### [STATED GOAL A]
Answer these questions about the bug report, one answer per line, marked like the questions:
(i) With which optimization levels does the test pass under g++ 4.0.0?
(ii) On which two architectures was the error confirmed for 4.0?
(iii) Which flag combination does not show the errors?

### [READING PASSAGE]

---

The following portion of shared_ptr_test.cpp: #include <boost/shared_ptr.hpp> #include <boost/detail/lightweight_test.hpp> int main() { boost::shared_ptr<int> pi(new int); boost::shared_ptr<void> pv(pi); boost::shared_ptr<int> pi2 = boost::static_pointer_cast<int>(pv); BOOST_TEST(pi.get() == pi2.get()); BOOST_TEST(!(pi < pi2 || pi2 < pi)); BOOST_TEST(pi.use_count() == 3); BOOST_TEST(pv.use_count() == 3); BOOST_TEST(pi2.use_count() == 3); return boost::report_errors(); } (using the current Boost CVS HEAD that will become 1.33 soon) fails the three use_count() tests with g++ 4.0.0 -O3, but not with -O0, 1, 2. It seems that a reference count increment is being optimized away. This does not happen if BOOST_TEST is replaced with assert.
Created attachment 8871 [details] Preprocessed source
I can confirm this error for 4.0 on x86 and x86-64 but not with 4.1
-O2 -finline-functions shows the errors, -O3 -fno-inline-functions does not.

---

### [EXERCISE INPUTS]
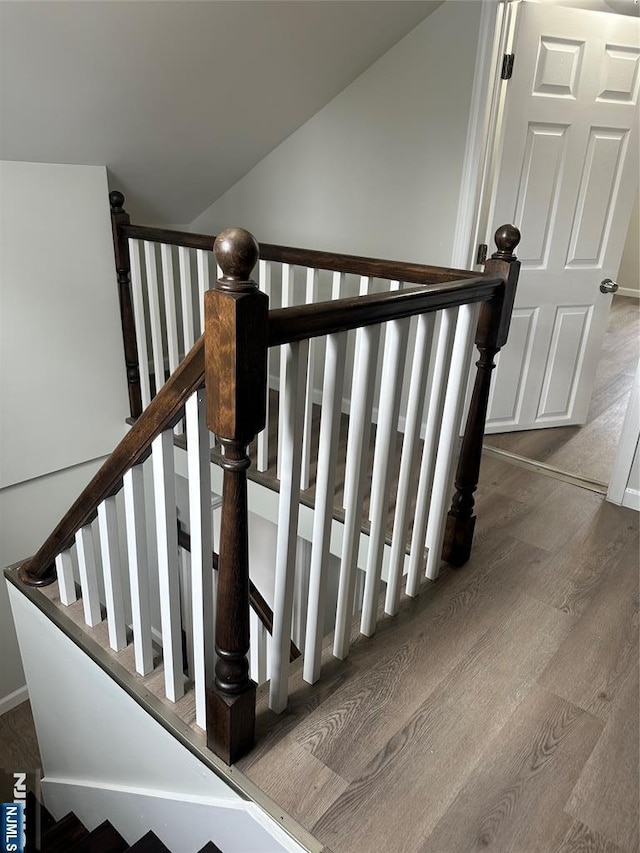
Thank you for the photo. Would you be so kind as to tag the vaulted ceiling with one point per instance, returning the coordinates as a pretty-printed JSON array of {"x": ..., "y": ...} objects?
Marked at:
[{"x": 179, "y": 99}]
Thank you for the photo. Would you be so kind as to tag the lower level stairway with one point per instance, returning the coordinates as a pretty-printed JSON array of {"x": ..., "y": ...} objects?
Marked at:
[{"x": 70, "y": 835}]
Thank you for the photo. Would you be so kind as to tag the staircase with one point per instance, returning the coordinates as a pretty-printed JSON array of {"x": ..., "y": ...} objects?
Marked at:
[
  {"x": 70, "y": 835},
  {"x": 119, "y": 551}
]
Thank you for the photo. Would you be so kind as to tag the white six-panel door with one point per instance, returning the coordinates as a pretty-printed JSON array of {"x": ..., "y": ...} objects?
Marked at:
[{"x": 567, "y": 178}]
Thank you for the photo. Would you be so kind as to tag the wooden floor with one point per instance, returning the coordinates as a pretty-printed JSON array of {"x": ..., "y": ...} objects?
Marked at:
[
  {"x": 18, "y": 742},
  {"x": 499, "y": 711},
  {"x": 589, "y": 450}
]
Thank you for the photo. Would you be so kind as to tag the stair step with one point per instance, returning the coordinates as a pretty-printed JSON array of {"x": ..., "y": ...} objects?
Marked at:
[
  {"x": 149, "y": 843},
  {"x": 34, "y": 807},
  {"x": 103, "y": 839},
  {"x": 61, "y": 837}
]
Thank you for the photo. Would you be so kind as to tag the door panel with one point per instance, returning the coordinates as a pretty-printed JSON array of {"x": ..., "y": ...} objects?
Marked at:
[
  {"x": 567, "y": 175},
  {"x": 564, "y": 363}
]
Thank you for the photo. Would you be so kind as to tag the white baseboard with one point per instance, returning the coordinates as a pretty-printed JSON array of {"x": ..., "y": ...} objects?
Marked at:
[
  {"x": 628, "y": 291},
  {"x": 631, "y": 499},
  {"x": 8, "y": 703}
]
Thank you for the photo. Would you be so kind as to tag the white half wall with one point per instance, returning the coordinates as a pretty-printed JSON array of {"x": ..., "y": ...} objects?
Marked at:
[
  {"x": 62, "y": 379},
  {"x": 105, "y": 758},
  {"x": 378, "y": 170}
]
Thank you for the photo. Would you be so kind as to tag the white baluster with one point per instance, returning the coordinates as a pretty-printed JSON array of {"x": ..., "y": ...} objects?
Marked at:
[
  {"x": 167, "y": 536},
  {"x": 202, "y": 265},
  {"x": 66, "y": 581},
  {"x": 257, "y": 649},
  {"x": 155, "y": 322},
  {"x": 311, "y": 297},
  {"x": 325, "y": 486},
  {"x": 88, "y": 576},
  {"x": 449, "y": 436},
  {"x": 200, "y": 527},
  {"x": 395, "y": 348},
  {"x": 262, "y": 462},
  {"x": 442, "y": 362},
  {"x": 301, "y": 592},
  {"x": 337, "y": 285},
  {"x": 364, "y": 373},
  {"x": 294, "y": 357},
  {"x": 166, "y": 255},
  {"x": 287, "y": 297},
  {"x": 415, "y": 408},
  {"x": 186, "y": 297},
  {"x": 112, "y": 573},
  {"x": 134, "y": 506},
  {"x": 139, "y": 322}
]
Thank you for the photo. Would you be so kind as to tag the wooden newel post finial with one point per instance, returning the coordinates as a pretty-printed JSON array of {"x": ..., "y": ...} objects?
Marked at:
[
  {"x": 116, "y": 200},
  {"x": 236, "y": 315},
  {"x": 491, "y": 336},
  {"x": 119, "y": 218}
]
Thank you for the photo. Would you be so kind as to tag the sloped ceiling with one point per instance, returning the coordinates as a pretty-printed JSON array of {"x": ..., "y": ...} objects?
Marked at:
[{"x": 179, "y": 99}]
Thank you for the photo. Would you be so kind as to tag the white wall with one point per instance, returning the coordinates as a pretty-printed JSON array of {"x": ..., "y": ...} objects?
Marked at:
[
  {"x": 105, "y": 757},
  {"x": 63, "y": 393},
  {"x": 629, "y": 272},
  {"x": 378, "y": 170}
]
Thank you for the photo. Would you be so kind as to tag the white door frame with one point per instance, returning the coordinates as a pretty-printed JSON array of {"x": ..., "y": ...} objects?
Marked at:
[
  {"x": 496, "y": 37},
  {"x": 497, "y": 26},
  {"x": 621, "y": 489}
]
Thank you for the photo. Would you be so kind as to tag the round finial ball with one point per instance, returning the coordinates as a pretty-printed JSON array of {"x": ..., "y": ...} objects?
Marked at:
[
  {"x": 237, "y": 252},
  {"x": 116, "y": 200},
  {"x": 507, "y": 238}
]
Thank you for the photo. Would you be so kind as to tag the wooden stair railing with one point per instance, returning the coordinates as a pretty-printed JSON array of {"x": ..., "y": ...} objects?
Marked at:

---

### [STATED GOAL B]
Please give the lines of the listing as a numbered list, starting at the line that contains "the wooden newel" and ending at the last line of the listing, with blank lines left out.

### [ANSWER A]
(i) -O0, -O1 and -O2
(ii) x86 and x86-64
(iii) -O3 -fno-inline-functions

### [ANSWER B]
1. Thank you for the photo. Would you be so kind as to tag the wooden newel post finial with one point per instance, returning the coordinates as a pretty-printed JSON array of {"x": ..., "y": ...} objects?
2. Marked at:
3. [
4.   {"x": 116, "y": 200},
5.   {"x": 236, "y": 315},
6.   {"x": 491, "y": 336},
7.   {"x": 119, "y": 218}
8. ]
9. Thank you for the photo. Would you be so kind as to tag the sloped ceiling with one point per instance, returning the coordinates as a pretty-printed JSON array of {"x": ..., "y": ...} objects?
10. Marked at:
11. [{"x": 179, "y": 99}]
12. Thank you for the photo. Would you be so kind as to tag the white wall with one point per instance, returning the coordinates as a pretty-printed JSON array of {"x": ..., "y": ...} objects?
13. Marked at:
14. [
15.   {"x": 105, "y": 757},
16.   {"x": 63, "y": 393},
17.   {"x": 629, "y": 272},
18.   {"x": 378, "y": 170}
19. ]
20. Thank you for the photo. Would you be so kind as to tag the white door frame with one point per instance, returning the coordinates as a pretty-printed JSON array of {"x": ..., "y": ...} objects?
21. Marked at:
22. [
23.   {"x": 496, "y": 37},
24.   {"x": 497, "y": 26},
25.   {"x": 621, "y": 489}
26. ]
27. Thank you for the photo. Would you be so kind as to tag the round finial ball with one point per instance, returning the coordinates as a pretty-printed JSON array of {"x": ..., "y": ...} objects?
28. Marked at:
29. [
30.   {"x": 237, "y": 252},
31.   {"x": 116, "y": 200},
32.   {"x": 507, "y": 238}
33. ]
34. Thank you for the photo. Would you be so kind as to tag the wooden stair railing with one point per instance, returning the coordinates as a pretty-printed JSON array of {"x": ..., "y": ...} objects?
35. Marked at:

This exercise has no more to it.